Saved entries:
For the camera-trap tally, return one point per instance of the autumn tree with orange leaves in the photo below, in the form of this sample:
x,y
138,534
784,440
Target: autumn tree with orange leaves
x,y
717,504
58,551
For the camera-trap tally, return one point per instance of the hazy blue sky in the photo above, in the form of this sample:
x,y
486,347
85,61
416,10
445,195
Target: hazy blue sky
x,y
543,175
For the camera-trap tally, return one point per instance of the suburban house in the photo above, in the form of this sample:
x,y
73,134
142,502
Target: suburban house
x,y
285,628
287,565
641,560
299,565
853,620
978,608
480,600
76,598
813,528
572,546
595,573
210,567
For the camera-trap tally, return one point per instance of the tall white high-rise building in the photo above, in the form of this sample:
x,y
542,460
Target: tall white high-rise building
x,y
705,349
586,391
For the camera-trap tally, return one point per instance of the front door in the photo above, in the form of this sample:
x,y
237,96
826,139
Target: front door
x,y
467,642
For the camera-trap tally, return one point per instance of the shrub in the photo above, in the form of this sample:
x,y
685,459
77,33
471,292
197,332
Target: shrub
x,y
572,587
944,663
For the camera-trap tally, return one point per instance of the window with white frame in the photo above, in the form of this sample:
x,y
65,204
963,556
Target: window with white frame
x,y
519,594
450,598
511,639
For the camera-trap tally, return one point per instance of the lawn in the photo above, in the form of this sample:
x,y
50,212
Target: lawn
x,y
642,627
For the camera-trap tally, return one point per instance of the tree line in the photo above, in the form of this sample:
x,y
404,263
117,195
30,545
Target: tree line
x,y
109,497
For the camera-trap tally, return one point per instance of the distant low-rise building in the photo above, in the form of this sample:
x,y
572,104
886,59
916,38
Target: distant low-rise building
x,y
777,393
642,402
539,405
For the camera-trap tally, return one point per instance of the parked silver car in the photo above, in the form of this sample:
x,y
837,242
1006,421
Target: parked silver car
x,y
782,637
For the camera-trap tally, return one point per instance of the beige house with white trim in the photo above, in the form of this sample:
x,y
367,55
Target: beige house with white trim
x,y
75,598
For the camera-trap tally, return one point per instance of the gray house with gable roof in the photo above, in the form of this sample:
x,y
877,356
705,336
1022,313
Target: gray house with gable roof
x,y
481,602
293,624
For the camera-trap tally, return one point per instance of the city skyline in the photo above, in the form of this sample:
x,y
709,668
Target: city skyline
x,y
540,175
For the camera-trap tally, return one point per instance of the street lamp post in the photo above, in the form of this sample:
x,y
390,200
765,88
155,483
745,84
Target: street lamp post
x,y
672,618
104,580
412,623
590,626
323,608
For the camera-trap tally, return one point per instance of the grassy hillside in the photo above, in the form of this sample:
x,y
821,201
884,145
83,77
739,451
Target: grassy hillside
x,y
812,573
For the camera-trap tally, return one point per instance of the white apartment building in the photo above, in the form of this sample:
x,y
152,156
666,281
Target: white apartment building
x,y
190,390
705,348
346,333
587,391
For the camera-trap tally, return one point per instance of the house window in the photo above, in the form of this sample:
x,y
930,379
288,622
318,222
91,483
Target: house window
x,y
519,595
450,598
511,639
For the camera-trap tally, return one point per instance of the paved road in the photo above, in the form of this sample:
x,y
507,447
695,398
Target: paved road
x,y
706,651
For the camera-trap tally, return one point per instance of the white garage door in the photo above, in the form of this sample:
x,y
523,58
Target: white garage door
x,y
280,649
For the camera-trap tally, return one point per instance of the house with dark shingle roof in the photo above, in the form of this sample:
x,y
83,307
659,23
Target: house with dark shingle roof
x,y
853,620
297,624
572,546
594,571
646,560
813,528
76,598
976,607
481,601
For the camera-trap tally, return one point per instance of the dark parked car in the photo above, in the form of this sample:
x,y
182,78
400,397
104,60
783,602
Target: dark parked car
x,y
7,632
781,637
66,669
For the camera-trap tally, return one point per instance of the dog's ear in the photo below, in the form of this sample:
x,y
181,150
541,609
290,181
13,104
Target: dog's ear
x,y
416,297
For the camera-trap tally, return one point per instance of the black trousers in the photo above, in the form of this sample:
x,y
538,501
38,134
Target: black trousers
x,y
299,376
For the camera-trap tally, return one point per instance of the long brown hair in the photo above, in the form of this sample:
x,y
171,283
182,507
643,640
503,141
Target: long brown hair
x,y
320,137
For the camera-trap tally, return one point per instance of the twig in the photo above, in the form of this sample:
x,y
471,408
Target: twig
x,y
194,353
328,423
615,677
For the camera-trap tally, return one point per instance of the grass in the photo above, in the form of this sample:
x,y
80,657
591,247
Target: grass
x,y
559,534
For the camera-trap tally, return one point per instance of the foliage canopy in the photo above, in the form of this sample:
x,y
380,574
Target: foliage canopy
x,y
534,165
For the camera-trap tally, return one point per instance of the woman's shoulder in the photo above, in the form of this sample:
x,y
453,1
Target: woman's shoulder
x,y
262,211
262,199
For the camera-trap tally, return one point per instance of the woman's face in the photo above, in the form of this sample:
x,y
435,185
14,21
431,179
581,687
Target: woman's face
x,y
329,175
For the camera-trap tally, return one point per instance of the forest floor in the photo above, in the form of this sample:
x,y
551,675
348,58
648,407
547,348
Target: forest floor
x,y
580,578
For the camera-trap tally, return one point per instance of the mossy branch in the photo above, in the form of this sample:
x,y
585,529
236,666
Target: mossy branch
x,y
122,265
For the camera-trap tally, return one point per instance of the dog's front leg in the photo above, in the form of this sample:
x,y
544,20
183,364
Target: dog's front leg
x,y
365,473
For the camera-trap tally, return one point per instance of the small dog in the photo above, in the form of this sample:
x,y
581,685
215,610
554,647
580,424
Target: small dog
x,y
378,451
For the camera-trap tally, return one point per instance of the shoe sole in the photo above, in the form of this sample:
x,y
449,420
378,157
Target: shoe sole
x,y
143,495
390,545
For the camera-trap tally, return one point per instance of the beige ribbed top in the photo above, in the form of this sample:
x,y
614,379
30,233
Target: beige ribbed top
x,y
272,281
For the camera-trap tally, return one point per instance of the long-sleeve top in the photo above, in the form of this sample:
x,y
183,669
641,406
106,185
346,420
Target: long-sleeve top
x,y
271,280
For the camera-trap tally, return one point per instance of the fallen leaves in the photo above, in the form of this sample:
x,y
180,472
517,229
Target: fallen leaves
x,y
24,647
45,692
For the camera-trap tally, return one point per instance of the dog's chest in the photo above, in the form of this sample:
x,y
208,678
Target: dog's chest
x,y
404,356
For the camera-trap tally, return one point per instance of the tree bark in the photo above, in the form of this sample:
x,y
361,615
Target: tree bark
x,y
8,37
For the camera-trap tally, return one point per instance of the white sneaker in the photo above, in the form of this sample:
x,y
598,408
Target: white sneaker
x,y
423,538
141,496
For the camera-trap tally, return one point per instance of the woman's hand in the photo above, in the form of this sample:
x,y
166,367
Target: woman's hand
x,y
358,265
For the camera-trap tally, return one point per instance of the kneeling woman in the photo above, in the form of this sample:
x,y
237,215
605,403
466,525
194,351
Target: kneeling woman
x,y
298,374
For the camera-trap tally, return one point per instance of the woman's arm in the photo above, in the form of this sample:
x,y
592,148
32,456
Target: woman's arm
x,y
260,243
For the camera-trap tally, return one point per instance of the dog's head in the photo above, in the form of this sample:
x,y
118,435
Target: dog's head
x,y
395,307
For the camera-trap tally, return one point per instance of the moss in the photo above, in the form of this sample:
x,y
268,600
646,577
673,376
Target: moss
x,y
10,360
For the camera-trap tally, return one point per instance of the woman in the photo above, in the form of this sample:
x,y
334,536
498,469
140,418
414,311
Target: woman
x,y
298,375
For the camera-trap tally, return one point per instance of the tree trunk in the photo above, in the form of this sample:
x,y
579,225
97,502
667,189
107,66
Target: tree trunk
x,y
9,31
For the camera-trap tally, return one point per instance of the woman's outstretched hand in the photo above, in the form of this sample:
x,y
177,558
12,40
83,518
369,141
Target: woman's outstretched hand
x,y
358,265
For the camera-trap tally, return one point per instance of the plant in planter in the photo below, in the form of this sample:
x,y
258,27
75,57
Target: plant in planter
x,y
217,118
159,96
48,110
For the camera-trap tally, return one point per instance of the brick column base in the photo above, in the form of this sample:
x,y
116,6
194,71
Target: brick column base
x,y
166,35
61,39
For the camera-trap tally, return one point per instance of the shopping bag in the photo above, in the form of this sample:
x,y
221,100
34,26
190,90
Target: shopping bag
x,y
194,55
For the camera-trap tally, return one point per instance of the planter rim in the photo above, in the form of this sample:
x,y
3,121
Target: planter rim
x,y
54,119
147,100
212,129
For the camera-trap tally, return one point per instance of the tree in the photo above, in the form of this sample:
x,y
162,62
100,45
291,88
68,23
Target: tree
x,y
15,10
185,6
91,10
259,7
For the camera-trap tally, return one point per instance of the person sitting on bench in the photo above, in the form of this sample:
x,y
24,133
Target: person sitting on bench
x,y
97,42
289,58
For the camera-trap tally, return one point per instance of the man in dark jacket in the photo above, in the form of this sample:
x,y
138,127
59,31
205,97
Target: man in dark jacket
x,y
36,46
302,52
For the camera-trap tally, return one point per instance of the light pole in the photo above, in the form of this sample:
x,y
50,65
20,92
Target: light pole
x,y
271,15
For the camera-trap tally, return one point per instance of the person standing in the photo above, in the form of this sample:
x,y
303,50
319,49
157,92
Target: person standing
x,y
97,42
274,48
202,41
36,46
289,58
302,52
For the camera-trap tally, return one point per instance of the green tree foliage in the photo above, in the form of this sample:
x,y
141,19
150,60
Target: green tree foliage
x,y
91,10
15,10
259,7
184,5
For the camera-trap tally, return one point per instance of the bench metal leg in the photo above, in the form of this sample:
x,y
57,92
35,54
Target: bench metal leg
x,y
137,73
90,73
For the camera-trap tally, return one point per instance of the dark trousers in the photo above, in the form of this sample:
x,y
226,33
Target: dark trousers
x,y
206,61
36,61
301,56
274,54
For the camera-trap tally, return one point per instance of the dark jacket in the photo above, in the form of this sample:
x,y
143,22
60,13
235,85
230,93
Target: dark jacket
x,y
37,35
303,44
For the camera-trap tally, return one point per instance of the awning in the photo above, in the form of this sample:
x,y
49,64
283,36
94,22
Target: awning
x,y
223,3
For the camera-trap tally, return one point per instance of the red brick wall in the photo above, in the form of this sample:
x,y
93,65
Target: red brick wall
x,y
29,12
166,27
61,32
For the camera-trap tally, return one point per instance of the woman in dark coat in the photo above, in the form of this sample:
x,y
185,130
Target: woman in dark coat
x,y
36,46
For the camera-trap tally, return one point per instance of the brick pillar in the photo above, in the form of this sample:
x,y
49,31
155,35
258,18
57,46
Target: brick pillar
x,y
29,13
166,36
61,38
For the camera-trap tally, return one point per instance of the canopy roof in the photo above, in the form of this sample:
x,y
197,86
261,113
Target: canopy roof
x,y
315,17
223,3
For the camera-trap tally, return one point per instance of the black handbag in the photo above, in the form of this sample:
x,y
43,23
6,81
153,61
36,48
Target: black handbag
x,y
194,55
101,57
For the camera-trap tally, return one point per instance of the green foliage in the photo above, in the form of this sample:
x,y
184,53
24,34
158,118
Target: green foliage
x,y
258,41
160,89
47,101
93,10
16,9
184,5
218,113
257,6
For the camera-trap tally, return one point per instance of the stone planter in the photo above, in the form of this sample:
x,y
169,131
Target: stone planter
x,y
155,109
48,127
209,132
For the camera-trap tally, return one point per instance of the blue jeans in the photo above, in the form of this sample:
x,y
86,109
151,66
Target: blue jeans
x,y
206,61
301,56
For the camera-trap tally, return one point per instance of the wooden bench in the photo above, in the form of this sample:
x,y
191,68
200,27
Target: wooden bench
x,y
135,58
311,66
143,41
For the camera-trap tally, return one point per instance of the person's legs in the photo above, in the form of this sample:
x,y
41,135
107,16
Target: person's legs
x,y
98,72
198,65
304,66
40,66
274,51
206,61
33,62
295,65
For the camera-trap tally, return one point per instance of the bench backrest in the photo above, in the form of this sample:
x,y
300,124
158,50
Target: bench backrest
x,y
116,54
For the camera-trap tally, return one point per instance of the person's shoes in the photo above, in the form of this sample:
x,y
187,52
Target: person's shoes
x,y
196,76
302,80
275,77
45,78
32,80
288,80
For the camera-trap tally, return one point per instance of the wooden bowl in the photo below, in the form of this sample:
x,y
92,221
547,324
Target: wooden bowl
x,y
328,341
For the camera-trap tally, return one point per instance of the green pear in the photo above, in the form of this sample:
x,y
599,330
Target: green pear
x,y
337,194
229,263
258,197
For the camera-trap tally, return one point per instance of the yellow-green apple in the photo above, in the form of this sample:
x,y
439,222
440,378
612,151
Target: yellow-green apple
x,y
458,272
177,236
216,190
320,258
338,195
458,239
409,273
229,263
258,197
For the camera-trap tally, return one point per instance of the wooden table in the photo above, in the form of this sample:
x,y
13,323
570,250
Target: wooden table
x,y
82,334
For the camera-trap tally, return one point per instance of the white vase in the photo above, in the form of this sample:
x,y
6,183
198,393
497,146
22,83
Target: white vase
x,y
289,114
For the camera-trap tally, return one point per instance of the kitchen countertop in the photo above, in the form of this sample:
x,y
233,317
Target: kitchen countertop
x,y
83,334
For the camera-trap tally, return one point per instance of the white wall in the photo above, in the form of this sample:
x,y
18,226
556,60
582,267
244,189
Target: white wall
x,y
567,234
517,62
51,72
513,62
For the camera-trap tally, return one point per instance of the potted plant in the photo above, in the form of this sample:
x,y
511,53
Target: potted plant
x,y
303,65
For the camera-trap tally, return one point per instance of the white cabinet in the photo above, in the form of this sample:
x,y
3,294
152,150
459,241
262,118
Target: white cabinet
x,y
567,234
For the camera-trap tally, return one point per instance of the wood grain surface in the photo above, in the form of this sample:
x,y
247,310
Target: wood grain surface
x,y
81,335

» **YOUR INSTRUCTIONS**: If a line in the records contains the word "below", copy it.

» **OUTPUT FOR THIS TASK**:
For the camera-trap tally, return one point per instance of the autumn tree with orange leaves in the photo below, in the form of this sample:
For the camera-trap tally, return one point per instance of the dog's ear in the photo below, in the form of this sample:
For the camera-trap tally, return one point per instance of the plant in planter in the photo below, in the form of this sample:
For the camera-trap tally, return one point per instance of the wooden bowl in the photo below, in the form of this sample:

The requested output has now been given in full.